[What is expected]
What is needed is an exact transcription of every record below.

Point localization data

◆ ◆ ◆ ◆ ◆

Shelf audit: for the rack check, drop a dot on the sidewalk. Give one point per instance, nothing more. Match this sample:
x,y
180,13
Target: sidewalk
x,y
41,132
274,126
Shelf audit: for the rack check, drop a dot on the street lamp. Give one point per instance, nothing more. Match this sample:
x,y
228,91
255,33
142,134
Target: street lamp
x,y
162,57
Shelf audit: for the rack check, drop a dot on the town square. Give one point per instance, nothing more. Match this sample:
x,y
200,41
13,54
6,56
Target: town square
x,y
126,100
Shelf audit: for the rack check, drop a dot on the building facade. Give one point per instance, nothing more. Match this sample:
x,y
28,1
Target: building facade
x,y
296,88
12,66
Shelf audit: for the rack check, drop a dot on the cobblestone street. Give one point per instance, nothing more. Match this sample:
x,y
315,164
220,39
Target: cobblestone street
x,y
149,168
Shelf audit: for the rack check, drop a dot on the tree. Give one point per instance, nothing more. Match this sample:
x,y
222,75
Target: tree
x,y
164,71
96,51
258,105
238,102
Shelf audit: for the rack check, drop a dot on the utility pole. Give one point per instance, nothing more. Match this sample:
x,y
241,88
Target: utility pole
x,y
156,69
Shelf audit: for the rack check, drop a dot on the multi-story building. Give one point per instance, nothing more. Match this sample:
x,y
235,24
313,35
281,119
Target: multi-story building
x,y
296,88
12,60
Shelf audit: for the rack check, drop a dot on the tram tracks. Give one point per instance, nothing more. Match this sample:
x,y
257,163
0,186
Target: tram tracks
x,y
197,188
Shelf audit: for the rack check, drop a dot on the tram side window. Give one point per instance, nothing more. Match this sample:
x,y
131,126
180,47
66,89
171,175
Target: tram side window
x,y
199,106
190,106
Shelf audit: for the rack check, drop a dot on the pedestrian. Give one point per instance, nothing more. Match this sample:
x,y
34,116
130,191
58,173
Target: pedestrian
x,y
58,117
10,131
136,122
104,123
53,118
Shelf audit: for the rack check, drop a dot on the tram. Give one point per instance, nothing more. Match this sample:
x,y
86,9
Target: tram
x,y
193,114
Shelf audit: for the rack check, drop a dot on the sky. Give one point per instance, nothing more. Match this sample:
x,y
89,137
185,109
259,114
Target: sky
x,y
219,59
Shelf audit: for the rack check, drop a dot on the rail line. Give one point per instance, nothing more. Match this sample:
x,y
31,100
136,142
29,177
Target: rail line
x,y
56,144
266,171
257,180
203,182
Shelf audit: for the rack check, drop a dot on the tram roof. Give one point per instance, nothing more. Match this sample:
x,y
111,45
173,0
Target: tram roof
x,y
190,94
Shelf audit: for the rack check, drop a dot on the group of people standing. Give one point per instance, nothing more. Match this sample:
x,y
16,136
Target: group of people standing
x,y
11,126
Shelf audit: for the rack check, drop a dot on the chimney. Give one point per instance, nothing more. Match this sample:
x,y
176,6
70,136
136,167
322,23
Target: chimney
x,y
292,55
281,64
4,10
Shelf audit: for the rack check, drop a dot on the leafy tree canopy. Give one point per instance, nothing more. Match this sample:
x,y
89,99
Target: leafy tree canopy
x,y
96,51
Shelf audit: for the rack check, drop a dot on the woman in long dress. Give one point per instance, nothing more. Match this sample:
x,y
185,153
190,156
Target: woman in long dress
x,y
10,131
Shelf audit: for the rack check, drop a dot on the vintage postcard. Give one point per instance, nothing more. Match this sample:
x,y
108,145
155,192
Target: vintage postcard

◆ ◆ ◆ ◆ ◆

[Answer to this problem]
Shelf audit: for the rack check, drop a dot on the sidewalk. Give one point per instance, nothing more. Match this sample:
x,y
180,13
Target: sidewalk
x,y
41,132
274,126
Shelf audit: for the rack check, drop a dot on the street lamp. Give one point per instance, nothing more. Match this sample:
x,y
228,91
255,33
142,134
Target: street lamp
x,y
162,57
Shelf audit: for the rack check, drop a dot on the town square. Give one point per instance, nothing more. Match this sample:
x,y
200,41
13,54
6,56
Target: town square
x,y
126,100
Shelf audit: for the rack check, drop a dot on the building facade. Give one point per instance, nothing more. Match this sample:
x,y
28,1
Target: building facade
x,y
296,88
12,66
Shelf audit: for the rack check, drop a dot on the cobblestone street. Give one point per instance, nothing more. Match this sample:
x,y
315,164
220,39
Target: cobblestone street
x,y
149,168
Shelf audit: for the rack check, drop a dot on the tree. Give one point per instance, nothing more. Match this sample:
x,y
222,75
Target: tree
x,y
164,71
96,51
258,105
238,102
Shelf audit: for the rack check, drop a dot on the utility pole. Give one point per instance, nothing more. Match this sample:
x,y
241,88
Target: utility pole
x,y
156,69
Shelf audit: for the rack check, drop a dot on the multi-story building. Give one point per instance, nothing more. Match this sample:
x,y
235,24
313,35
281,119
Target: multi-story building
x,y
296,88
12,60
Shelf audit: for the rack check, drop a dot on the tram tracks. Give one point per instance, nothing more. Match this sample:
x,y
257,163
0,186
Target: tram tracks
x,y
197,188
Shelf audit: for the rack check, drop a dot on the tram side window. Give one point per instance, nothing more. Match this sample:
x,y
131,126
180,47
66,89
171,175
Target: tram side window
x,y
199,106
190,106
Shelf audit: for the rack check, drop a dot on the pedestrian. Give one point per instance, nothing more. Match this sample:
x,y
34,116
130,191
58,173
Target: pedestrian
x,y
58,117
10,131
136,122
104,123
53,118
Shelf audit: for the rack check, drop a dot on the tram. Give one point per instance, nothing more. Match this sample:
x,y
86,9
Target: tram
x,y
193,114
Shelf audit: for the rack check, drop a dot on the sky. Give one point per instance, nothing more. Match this sample:
x,y
89,137
185,109
259,114
Target: sky
x,y
219,59
Shelf audit: for the rack check, drop a dot on the rail line. Give one point per instance, nothing more. Match this sample:
x,y
31,100
136,142
29,177
Target: rail line
x,y
56,144
266,171
257,180
203,182
Shelf audit: for the rack check, drop a dot on the tram roof. Give one point per instance, nothing more. Match this sample:
x,y
111,45
173,0
Target: tram roof
x,y
190,94
Shelf audit: for the rack check, drop a dot on the group of people standing. Give one point per instance, nothing more. Match this sample:
x,y
16,136
Target: group of people standing
x,y
11,126
Shelf audit: for the rack check, drop a dot on the chimney. Give one point per instance, nothing more. Match this sample:
x,y
176,6
70,136
136,167
322,23
Target: chimney
x,y
292,55
281,64
4,10
Shelf audit: for the rack check, drop a dot on the leafy tree canopy. Give one point per instance, nothing more. Match this sample:
x,y
89,99
Target: leafy tree canopy
x,y
96,51
Shelf audit: for the rack check, drop a dot on the woman in long dress. Give one point per instance, nothing more. Match this sample:
x,y
185,153
190,156
Target: woman in long dress
x,y
10,131
Shelf audit: for the rack check, drop a dot on the vintage postcard. Give one point per instance, nothing more. Match this sample:
x,y
108,145
155,192
Target: vintage postcard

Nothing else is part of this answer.